(Anotaciones de puntos para fotos)
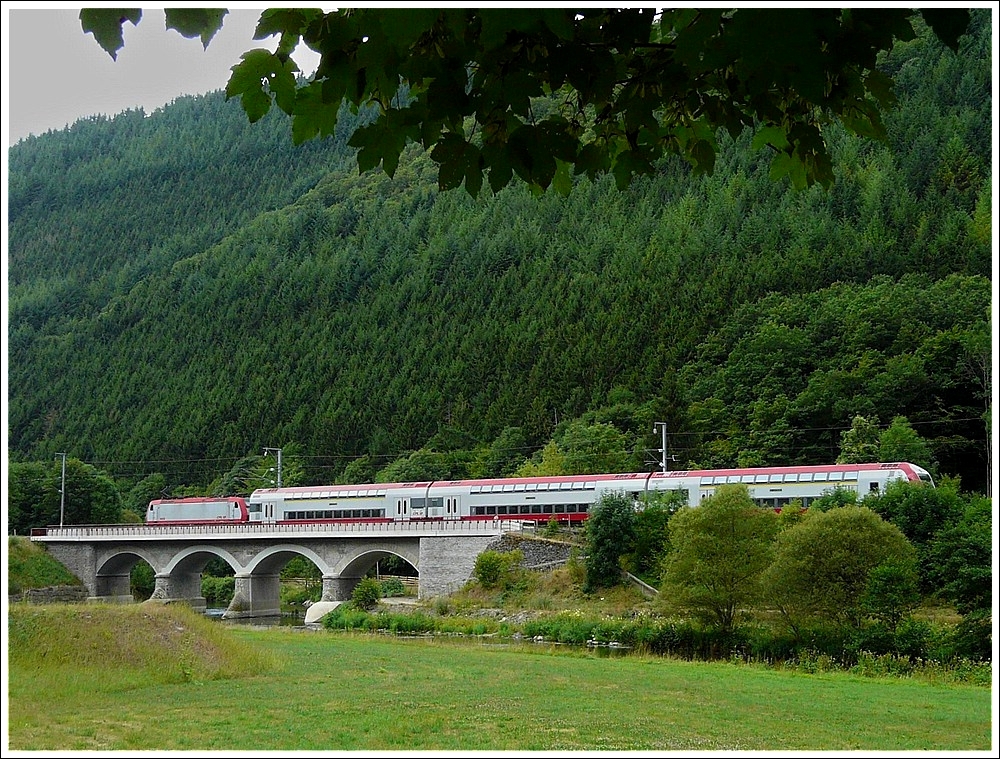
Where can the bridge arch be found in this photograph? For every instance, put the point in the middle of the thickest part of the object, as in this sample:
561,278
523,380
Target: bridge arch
271,559
112,579
199,556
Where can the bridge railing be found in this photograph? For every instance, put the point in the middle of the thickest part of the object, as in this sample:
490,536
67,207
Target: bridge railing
250,529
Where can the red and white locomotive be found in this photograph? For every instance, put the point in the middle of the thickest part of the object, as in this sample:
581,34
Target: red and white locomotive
540,499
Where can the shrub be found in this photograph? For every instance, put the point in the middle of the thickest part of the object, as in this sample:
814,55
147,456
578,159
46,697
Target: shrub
392,587
366,593
494,569
218,591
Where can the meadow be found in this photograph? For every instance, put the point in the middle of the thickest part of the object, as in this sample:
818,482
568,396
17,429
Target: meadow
153,677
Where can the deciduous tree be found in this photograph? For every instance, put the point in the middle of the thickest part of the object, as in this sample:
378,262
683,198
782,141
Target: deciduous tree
718,552
542,93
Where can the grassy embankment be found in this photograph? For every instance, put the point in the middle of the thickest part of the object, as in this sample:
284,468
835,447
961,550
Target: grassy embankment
30,566
152,677
155,677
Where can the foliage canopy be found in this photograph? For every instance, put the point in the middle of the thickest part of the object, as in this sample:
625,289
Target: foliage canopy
540,92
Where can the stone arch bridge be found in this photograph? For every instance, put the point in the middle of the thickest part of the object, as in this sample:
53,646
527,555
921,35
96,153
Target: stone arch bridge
102,556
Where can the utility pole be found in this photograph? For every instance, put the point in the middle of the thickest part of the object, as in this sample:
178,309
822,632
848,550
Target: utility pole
663,446
62,491
276,451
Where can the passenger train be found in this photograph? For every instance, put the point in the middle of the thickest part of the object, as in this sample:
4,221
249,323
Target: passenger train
537,499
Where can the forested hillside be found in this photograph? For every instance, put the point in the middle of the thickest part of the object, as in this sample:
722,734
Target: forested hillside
187,288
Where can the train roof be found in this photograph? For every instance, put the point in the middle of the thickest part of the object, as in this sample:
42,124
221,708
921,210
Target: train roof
624,477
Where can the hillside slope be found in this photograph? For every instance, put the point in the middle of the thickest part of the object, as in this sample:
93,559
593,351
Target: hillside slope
186,288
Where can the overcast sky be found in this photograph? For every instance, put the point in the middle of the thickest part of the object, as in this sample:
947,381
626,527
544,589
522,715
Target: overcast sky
55,73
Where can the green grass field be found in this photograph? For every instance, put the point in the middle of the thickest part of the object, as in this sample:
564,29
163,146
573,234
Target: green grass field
79,681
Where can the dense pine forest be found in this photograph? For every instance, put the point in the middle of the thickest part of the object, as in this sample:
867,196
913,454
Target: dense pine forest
187,288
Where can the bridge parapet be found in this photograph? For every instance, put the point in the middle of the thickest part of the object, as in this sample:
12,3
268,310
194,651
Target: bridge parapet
260,530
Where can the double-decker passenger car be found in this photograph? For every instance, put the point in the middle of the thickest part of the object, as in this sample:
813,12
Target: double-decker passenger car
566,498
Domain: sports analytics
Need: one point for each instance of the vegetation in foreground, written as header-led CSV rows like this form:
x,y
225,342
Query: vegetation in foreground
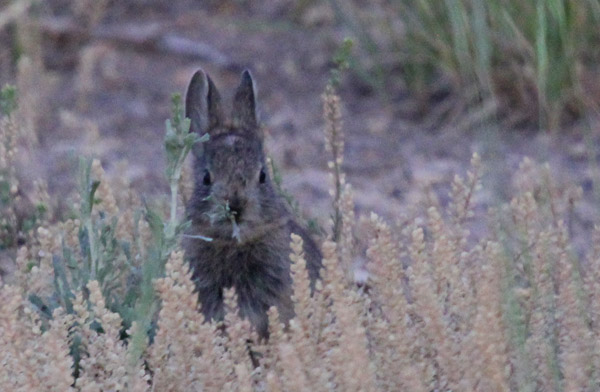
x,y
104,300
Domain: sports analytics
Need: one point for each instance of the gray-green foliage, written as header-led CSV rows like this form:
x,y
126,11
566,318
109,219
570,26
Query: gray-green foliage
x,y
109,259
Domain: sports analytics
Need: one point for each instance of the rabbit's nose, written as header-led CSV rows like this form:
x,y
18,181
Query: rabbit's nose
x,y
236,206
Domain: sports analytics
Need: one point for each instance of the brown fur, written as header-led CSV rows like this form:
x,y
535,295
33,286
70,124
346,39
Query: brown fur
x,y
256,262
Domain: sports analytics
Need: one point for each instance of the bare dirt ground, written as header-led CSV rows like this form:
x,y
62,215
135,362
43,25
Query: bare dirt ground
x,y
391,154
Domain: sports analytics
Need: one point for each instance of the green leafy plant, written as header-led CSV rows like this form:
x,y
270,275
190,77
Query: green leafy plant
x,y
515,52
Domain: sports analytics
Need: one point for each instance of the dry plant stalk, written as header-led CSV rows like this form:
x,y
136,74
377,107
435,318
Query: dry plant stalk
x,y
438,312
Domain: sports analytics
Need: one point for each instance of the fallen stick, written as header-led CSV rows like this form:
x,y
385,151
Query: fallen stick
x,y
149,37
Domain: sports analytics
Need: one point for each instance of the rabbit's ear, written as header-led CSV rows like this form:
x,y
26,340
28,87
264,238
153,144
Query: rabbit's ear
x,y
203,104
244,103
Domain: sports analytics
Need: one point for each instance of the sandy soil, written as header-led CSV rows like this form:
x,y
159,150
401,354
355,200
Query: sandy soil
x,y
391,154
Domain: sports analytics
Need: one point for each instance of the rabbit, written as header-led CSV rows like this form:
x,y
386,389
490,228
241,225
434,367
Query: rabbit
x,y
235,205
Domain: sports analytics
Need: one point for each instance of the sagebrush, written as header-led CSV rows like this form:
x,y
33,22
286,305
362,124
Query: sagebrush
x,y
104,301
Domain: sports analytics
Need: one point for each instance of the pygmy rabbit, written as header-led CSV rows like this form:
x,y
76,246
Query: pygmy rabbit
x,y
234,204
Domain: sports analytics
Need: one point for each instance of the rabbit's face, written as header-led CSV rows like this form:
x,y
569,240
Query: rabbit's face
x,y
233,192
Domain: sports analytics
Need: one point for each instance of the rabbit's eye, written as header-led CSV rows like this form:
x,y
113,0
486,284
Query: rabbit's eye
x,y
206,179
262,177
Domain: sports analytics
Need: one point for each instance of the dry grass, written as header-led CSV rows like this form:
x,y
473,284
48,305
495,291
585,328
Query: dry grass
x,y
515,311
104,301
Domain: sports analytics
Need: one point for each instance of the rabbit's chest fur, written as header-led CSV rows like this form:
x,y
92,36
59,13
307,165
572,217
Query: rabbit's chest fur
x,y
235,204
259,271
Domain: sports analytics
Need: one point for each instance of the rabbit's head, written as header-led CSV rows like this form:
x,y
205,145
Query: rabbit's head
x,y
233,194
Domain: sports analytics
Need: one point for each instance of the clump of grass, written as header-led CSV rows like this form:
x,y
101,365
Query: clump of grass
x,y
534,58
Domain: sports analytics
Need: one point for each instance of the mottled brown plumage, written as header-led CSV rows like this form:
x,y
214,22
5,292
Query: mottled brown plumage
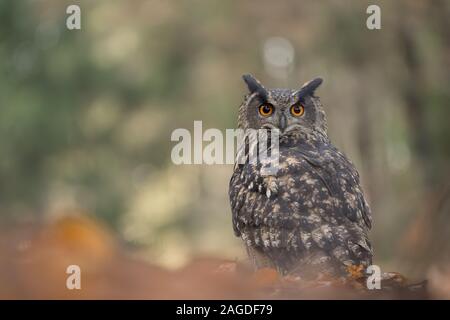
x,y
311,216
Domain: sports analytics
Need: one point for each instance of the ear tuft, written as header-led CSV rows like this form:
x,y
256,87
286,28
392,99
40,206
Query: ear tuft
x,y
254,85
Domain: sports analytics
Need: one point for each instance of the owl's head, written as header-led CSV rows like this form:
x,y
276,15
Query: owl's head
x,y
284,109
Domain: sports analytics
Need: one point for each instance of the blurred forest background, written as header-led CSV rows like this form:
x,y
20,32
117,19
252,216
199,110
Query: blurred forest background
x,y
86,115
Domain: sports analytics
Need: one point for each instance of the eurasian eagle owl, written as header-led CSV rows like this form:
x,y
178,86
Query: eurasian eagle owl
x,y
311,216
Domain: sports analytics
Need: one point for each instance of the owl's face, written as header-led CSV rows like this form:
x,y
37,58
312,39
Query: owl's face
x,y
284,109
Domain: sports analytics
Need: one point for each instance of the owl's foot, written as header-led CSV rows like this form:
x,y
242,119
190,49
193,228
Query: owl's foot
x,y
268,186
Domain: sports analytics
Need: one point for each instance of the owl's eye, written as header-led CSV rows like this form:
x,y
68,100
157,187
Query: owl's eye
x,y
297,110
265,110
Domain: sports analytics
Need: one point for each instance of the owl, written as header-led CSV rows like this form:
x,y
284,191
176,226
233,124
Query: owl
x,y
310,217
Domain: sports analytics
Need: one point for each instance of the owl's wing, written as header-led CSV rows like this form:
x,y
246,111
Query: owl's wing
x,y
341,178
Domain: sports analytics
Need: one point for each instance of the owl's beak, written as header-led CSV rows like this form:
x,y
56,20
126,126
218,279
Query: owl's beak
x,y
283,122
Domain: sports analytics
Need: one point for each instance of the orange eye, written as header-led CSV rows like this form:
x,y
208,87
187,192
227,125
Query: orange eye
x,y
265,110
297,110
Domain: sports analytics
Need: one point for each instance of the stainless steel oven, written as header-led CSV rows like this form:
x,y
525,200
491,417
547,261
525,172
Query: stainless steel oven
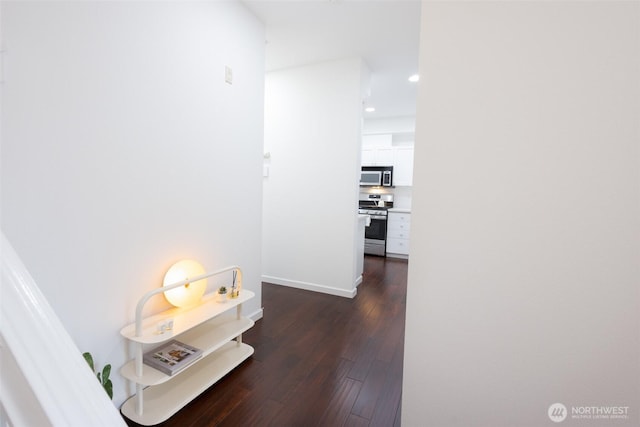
x,y
375,235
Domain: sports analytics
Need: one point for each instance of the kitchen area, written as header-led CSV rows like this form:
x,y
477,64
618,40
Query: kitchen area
x,y
385,186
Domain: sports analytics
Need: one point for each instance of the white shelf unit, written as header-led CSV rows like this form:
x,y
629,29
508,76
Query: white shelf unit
x,y
210,326
398,229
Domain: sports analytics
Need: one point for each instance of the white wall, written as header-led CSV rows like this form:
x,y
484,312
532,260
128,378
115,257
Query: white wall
x,y
524,272
312,130
123,151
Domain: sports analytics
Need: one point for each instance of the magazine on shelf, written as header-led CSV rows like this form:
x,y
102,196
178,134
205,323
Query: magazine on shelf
x,y
172,357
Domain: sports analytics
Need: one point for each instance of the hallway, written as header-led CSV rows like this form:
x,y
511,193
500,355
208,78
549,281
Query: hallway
x,y
319,360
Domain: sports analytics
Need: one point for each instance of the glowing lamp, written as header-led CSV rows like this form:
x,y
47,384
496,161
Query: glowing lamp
x,y
191,292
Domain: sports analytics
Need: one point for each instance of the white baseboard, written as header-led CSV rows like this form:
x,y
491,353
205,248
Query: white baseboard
x,y
256,315
311,286
358,281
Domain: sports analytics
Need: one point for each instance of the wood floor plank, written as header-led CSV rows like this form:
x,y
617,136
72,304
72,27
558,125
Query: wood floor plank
x,y
319,360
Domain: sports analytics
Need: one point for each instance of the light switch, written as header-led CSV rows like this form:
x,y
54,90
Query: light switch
x,y
228,74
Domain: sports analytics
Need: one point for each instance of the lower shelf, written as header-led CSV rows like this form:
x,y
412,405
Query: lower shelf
x,y
164,400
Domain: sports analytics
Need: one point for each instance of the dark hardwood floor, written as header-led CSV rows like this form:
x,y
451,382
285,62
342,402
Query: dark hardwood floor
x,y
319,360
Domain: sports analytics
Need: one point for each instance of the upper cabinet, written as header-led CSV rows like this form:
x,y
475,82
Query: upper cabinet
x,y
403,166
378,150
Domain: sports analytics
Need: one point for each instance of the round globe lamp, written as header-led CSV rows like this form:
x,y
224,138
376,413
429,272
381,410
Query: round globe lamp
x,y
192,292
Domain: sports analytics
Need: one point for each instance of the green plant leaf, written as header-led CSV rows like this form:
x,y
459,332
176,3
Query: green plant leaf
x,y
89,359
106,371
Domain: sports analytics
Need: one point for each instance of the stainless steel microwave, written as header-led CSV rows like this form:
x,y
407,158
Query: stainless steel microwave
x,y
376,176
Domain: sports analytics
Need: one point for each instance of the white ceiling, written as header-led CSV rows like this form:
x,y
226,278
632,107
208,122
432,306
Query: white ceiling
x,y
384,33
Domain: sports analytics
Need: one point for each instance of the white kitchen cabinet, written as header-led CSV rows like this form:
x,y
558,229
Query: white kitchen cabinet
x,y
403,166
210,326
401,158
398,230
380,156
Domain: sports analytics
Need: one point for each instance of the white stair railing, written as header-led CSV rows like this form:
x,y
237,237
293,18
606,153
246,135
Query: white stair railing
x,y
44,379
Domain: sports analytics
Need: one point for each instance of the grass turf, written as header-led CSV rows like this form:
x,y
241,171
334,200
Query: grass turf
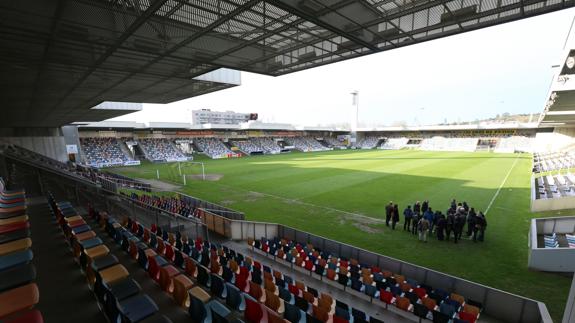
x,y
342,194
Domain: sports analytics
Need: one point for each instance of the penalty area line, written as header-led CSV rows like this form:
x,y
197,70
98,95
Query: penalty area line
x,y
500,186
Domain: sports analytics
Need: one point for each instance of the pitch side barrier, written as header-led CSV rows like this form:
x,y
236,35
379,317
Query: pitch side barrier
x,y
212,207
497,304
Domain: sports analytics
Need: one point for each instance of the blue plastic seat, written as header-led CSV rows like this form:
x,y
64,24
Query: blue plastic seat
x,y
219,312
91,243
17,276
16,258
81,228
137,308
234,298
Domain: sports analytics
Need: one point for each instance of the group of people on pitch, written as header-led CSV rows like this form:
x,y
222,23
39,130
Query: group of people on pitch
x,y
422,220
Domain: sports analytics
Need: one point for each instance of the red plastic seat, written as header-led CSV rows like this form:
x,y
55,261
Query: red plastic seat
x,y
253,312
167,273
386,297
33,316
467,317
170,253
337,319
153,268
18,299
14,227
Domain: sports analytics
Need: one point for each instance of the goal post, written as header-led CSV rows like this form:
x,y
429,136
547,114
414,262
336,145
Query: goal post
x,y
182,169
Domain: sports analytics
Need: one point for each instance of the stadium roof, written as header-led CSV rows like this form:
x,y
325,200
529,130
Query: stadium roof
x,y
60,58
560,105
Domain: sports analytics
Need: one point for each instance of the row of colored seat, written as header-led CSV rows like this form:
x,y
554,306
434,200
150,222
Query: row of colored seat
x,y
18,290
120,296
229,276
392,289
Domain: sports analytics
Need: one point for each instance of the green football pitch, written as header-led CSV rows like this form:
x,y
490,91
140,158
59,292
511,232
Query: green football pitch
x,y
342,194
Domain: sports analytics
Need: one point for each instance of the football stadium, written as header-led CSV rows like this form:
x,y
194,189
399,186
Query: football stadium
x,y
226,217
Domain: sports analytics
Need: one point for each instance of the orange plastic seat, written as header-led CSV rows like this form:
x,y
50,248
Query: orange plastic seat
x,y
16,219
471,309
73,218
18,299
458,298
320,314
190,267
167,273
100,250
13,246
273,301
182,284
85,235
403,303
430,303
114,273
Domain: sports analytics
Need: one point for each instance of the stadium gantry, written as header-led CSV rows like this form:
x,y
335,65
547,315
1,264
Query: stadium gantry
x,y
62,58
65,63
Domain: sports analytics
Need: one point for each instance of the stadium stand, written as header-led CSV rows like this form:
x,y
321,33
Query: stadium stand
x,y
368,142
556,240
248,146
551,161
160,149
449,144
212,147
395,143
101,152
262,145
305,144
406,294
19,293
555,186
333,142
267,144
106,179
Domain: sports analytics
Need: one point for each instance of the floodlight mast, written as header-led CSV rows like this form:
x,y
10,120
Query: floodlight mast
x,y
355,116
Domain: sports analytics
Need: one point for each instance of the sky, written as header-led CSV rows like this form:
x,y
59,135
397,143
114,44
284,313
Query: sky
x,y
474,75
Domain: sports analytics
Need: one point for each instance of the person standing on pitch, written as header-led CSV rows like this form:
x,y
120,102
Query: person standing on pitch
x,y
441,225
481,226
388,212
395,216
423,227
449,223
471,219
408,215
458,226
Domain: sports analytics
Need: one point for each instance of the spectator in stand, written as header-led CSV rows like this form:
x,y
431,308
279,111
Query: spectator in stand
x,y
395,216
160,149
103,151
408,215
388,213
212,147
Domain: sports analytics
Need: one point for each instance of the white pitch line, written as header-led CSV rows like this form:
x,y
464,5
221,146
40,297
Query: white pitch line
x,y
500,186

**Trabajo requerido:**
Devuelve cada una de las líneas de arriba que contenga la cadena "area".

**Salida completa:**
Need: one point for each instance of the kitchen area, written as header-led CSV rows like this form:
Query: kitchen area
Need: one point for each instance of the penalty area line, written as header-led CSV rows like this form:
Query: penalty area line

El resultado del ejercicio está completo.